> Text
···
Darstellung einer aztekischen Opferung im Codex Magliabechiano aus der Mitte des 16. Jahrhunderts. Neue Analysen von Schädeln bestätigen, dass Menschenopfer tatsächlich so vollzogen wurden – aber das Ritual damit längst noch nicht zu Ende war.

So oder so ähnlich geschah es tausende Male: Auf einer Plattform des pyramidenförmigen Templo Mayor ("Großer Tempel") in Tenochtitlan schnitt der Priester den Brustkorb des Opfers auf und entnahm ihm das noch schlagende Herz. Solche Menschenopfer gaben laut der Mythologie der Azteken den Göttern Nahrung und sicherten das Fortbestehen der Welt.

Damit war das Ritual noch lange nicht beendet. Die Leiche wurde an einen anderen Ort gebracht, wo die Priester mit scharfen Messern aus Obsidian den Kopf vom Rumpf trennten. Mit routinierten Schnitten entfernten sie die Haut und die Muskeln, bis nur mehr der nackte Schädel übrig blieb, in den dann seitlich zwei breite Löcher gebohrt wurden. Dann wurde der Schädel neben andere waagrecht auf eine Stange geschoben.
···
> Bereitgestelltes Material
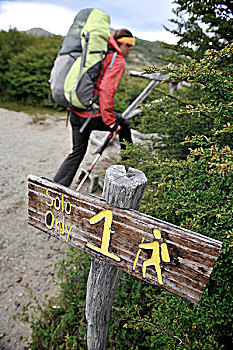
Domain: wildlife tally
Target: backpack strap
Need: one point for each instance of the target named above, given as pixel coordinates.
(113, 60)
···
> Anweisung A
Zitiere aus dem Text über die aztekischen Menschenopfer die Stelle von „Damit war das“ bis einschließlich „eine Stange geschoben.“.
> Anweisung B
Nenne alle Körperteile, die der Text über die aztekischen Menschenopfer erwähnt.
> Anweisung C
Fahre mit dem Text über die aztekischen Menschenopfer im Anschluss an seinen letzten Satz fort.

> Antwort A
Damit war das Ritual noch lange nicht beendet. Die Leiche wurde an einen anderen Ort gebracht, wo die Priester mit scharfen Messern aus Obsidian den Kopf vom Rumpf trennten. Mit routinierten Schnitten entfernten sie die Haut und die Muskeln, bis nur mehr der nackte Schädel übrig blieb, in den dann seitlich zwei breite Löcher gebohrt wurden. Dann wurde der Schädel neben andere waagrecht auf eine Stange geschoben.

> Antwort B
Brustkorb, Herz, Kopf, Rumpf, Haut, Muskeln, Schädel

> Antwort C
Schädel am Tzompantli

Hunderte solcher Stangen bildeten zusammen einen sogenannten Tzompantli, ein riesiges Gestell, das der Zurschaustellung der Totenschädel diente. Und das konnten ziemlich viele sein: Der spanische Konquistador Bernal Díaz del Castillo schätzte in seiner Chronik der Eroberung Mexikos, dass auf einem einzigen Tzompantli mehr als 100.000 Stück aufgereiht waren.

Darstellung eines Tzompantli (rechts) im Codex Tovar (1587) der Azteken.
Illustration: wikimedia/gemeinfrei

Solche Berichte wurden im 20. Jahrhundert von Historikern immer wieder als übertriebene Gräuelpropaganda kritisiert. Diese hätte den spanischen Eroberern bloß als Vorwand dafür gedient, die Aztekenhauptstadt Tenochtitlan im Jahr 1521 dem Erdboden gleichzumachen und darüber das heutige Mexiko-Stadt zu errichten. Dabei wurde der Templo Mayor zerstört und an seiner Stelle die Kathedrale gebaut.

Totenkopfe bloß aus Stein?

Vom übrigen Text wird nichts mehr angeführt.